And treat those two imposters just the same;”

But it set me thinking about the very nature of our “expectations”.

Triumph and Disaster…

On the surface we would prefer the former and shun the latter and yet would we be right ?

“Triumph” sounds both good and desirable, ‘honourable’ even whereas “Disaster” sounds like defeat, loss, a veritable shipwreck so we don’t want that for sure and yet… These very words speak more of our ‘expectations’ than they do of the hard facts and over time, a triumph may well prove to be a disaster in disguise and a disaster, a complete ‘blessing’ in comparison.

To illustrate the point let us look at recent UK events and the property market. In January of 2007 a young couple may well having scrimped, scraped and borrowed money from family just to get on the ‘property ladder’. In January 2009 when their 2 year fixed interest deal expires and the value of the property has fallen by 20% so that their “Dream Starter Home” is now a negative equity prison for the next 4-5 years, their initial triumph has indeed turned into a disaster.

- APPLY WHAT YOU READ -
a - According to the passage on triumph and disaster, why does the young couple's initial triumph turn into a disaster?
b - In the rows below, from the beginning through the line containing "607L1014 608L999 603L997", substitute "coarse mask" for "rough mask" and give those lines again with everything else unchanged.

Rows excerpted from a collection:
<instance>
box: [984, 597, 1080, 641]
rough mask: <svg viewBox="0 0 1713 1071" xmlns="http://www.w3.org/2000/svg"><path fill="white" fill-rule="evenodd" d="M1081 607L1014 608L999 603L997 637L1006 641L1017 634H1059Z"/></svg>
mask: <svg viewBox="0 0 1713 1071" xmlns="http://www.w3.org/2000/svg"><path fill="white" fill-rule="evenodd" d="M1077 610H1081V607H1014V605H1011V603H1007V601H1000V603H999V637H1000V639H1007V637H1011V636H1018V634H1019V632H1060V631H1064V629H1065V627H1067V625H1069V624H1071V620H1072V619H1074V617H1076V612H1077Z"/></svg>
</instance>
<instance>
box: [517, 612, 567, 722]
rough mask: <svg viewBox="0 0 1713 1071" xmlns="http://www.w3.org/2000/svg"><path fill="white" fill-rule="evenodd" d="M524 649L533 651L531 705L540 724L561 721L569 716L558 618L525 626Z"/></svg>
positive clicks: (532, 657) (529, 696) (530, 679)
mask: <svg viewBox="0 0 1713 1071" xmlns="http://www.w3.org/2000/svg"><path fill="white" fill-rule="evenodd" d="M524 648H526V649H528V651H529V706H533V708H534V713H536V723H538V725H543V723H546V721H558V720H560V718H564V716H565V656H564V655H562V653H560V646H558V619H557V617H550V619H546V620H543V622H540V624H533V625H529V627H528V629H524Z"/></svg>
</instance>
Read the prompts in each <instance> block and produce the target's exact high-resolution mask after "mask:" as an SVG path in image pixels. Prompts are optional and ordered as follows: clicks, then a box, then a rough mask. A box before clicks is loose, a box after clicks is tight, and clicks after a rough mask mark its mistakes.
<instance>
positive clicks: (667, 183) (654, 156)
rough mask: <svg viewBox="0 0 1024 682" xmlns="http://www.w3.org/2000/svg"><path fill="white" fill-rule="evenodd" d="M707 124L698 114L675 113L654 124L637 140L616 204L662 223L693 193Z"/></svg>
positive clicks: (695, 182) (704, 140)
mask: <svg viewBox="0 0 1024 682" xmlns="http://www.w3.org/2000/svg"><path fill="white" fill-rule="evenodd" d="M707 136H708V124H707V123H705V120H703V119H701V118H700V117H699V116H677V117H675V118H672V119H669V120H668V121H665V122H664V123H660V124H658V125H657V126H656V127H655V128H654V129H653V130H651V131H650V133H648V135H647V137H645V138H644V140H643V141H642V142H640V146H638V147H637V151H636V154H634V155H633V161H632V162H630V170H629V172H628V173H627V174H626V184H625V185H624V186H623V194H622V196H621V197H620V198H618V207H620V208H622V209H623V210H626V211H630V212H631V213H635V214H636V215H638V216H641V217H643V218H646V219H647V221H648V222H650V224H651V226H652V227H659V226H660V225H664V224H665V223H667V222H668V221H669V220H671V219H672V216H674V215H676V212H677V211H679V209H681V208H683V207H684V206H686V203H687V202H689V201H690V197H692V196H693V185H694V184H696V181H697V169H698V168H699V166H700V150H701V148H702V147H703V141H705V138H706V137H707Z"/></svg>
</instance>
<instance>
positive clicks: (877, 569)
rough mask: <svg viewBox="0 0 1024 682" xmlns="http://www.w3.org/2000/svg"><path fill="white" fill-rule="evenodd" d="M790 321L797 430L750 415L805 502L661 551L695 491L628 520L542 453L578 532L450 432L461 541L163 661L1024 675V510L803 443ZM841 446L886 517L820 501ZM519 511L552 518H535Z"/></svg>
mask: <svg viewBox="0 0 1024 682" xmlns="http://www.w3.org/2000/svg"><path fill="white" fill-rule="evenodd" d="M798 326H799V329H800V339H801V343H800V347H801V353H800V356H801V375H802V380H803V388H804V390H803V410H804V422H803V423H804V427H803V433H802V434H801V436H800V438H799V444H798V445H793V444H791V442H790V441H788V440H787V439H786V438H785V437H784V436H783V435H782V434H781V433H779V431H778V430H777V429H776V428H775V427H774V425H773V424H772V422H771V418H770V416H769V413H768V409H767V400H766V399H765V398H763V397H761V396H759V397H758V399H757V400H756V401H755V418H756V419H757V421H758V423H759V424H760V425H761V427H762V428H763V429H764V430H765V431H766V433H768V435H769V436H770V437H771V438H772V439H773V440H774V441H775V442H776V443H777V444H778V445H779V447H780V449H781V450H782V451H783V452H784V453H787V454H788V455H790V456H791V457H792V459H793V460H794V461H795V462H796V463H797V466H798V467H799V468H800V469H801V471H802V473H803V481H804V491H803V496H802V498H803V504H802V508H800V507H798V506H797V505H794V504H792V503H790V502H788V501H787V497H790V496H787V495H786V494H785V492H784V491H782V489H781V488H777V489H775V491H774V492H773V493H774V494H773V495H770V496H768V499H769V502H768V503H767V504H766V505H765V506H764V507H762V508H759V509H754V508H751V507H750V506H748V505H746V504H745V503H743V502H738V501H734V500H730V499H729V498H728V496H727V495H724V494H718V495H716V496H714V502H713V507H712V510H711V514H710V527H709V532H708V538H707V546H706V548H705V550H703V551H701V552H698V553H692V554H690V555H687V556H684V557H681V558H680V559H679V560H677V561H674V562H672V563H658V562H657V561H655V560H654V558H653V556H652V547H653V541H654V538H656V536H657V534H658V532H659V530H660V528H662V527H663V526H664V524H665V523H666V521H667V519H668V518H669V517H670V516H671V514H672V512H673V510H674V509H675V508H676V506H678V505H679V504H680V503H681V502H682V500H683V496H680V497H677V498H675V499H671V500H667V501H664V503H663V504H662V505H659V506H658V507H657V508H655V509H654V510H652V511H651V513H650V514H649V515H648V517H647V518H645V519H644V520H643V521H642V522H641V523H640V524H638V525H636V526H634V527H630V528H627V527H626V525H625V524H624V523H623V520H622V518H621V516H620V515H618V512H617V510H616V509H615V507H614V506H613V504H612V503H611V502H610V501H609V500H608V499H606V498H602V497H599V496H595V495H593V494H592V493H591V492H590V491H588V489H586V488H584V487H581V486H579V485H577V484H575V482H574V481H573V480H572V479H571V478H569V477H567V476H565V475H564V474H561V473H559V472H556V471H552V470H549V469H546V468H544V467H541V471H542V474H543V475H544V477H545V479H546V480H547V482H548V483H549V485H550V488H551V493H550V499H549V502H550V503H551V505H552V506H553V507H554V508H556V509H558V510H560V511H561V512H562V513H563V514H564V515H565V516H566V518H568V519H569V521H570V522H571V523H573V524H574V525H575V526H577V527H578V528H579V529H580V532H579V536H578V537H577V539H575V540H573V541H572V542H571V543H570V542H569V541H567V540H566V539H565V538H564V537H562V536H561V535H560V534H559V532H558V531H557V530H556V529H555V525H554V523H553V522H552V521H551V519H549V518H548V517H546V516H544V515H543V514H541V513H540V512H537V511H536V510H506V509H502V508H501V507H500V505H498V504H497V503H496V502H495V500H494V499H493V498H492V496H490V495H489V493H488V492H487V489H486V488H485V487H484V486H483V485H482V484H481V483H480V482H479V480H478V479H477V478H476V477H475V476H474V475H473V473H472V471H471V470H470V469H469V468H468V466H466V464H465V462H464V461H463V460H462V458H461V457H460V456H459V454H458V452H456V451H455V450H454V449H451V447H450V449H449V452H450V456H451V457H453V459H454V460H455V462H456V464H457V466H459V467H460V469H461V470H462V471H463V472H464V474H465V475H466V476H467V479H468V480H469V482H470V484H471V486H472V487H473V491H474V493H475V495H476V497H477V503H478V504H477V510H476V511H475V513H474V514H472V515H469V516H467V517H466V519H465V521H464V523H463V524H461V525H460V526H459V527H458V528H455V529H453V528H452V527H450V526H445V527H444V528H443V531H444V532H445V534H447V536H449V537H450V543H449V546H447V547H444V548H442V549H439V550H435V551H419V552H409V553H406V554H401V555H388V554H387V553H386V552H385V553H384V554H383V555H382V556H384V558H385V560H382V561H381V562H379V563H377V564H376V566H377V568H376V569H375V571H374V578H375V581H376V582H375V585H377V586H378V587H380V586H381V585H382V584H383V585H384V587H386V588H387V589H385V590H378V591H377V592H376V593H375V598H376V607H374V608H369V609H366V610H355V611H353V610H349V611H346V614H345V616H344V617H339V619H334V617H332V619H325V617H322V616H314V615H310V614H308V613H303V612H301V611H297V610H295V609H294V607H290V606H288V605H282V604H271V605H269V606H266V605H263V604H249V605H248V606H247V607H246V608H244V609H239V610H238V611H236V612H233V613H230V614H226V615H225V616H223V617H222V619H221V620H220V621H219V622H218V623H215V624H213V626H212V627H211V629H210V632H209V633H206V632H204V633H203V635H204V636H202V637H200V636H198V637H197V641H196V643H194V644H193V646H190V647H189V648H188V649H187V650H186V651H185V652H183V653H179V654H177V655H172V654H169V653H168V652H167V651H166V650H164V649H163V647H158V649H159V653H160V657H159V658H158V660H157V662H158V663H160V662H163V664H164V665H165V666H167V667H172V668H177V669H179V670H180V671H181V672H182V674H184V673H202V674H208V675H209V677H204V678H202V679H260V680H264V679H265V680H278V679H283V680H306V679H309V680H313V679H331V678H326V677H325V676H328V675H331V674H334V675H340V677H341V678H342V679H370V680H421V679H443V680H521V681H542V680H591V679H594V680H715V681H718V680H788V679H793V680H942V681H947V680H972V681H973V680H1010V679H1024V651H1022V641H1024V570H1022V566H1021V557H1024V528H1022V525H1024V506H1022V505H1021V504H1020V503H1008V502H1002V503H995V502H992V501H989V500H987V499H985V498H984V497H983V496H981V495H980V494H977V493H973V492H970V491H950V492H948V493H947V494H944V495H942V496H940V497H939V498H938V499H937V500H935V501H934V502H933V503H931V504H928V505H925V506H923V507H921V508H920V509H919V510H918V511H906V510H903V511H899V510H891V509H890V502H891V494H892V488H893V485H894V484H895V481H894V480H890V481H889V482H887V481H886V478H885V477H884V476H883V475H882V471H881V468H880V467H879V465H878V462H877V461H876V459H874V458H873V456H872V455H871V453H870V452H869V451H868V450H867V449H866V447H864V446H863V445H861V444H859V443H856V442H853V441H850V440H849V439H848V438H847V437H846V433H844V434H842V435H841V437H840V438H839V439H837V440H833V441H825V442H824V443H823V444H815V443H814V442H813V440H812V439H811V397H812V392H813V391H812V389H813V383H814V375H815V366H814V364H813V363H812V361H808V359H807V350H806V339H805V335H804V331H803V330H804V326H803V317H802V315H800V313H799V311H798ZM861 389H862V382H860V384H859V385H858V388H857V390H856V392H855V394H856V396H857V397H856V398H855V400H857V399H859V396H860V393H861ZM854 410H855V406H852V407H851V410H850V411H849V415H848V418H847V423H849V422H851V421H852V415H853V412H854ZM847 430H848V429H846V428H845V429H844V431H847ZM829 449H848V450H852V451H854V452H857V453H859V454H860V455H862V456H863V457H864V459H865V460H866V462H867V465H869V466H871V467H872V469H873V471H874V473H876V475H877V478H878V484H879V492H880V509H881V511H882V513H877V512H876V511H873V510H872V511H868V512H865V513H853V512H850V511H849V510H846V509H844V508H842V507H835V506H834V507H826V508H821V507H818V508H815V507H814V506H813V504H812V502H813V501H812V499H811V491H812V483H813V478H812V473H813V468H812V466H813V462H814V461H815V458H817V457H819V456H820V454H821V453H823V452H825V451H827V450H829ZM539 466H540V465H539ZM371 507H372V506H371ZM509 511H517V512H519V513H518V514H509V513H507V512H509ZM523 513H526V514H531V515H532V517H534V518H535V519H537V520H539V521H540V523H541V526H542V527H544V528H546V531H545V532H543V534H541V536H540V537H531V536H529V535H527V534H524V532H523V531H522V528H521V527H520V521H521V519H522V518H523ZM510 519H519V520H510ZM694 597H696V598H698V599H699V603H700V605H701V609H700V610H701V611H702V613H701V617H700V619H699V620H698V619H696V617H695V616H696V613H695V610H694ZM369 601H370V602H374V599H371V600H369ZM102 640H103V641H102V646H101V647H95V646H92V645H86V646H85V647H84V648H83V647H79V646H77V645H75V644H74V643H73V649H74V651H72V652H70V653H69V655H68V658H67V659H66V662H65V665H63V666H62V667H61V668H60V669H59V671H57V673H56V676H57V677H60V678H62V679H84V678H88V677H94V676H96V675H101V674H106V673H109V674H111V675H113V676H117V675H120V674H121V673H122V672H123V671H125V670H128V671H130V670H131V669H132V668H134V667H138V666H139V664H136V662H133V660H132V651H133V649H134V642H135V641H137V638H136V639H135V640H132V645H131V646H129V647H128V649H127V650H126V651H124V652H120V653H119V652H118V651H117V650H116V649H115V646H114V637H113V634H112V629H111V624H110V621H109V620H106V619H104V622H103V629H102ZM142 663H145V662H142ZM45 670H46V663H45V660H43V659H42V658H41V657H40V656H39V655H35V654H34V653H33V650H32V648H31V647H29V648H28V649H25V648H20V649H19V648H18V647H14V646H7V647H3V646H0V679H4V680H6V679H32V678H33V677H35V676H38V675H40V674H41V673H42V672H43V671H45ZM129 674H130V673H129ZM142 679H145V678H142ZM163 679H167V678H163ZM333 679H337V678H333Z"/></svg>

- EXERCISE RESPONSES -
a - In January 2009, their 2-year fixed interest deal expires, and the value of the property has fallen by 20%. Their "Dream Starter Home" has become a negative equity prison for the next 4-5 years.

b -
<instance>
box: [984, 597, 1080, 641]
coarse mask: <svg viewBox="0 0 1713 1071" xmlns="http://www.w3.org/2000/svg"><path fill="white" fill-rule="evenodd" d="M1081 607L1014 608L999 603L997 637L1006 641L1017 634H1059Z"/></svg>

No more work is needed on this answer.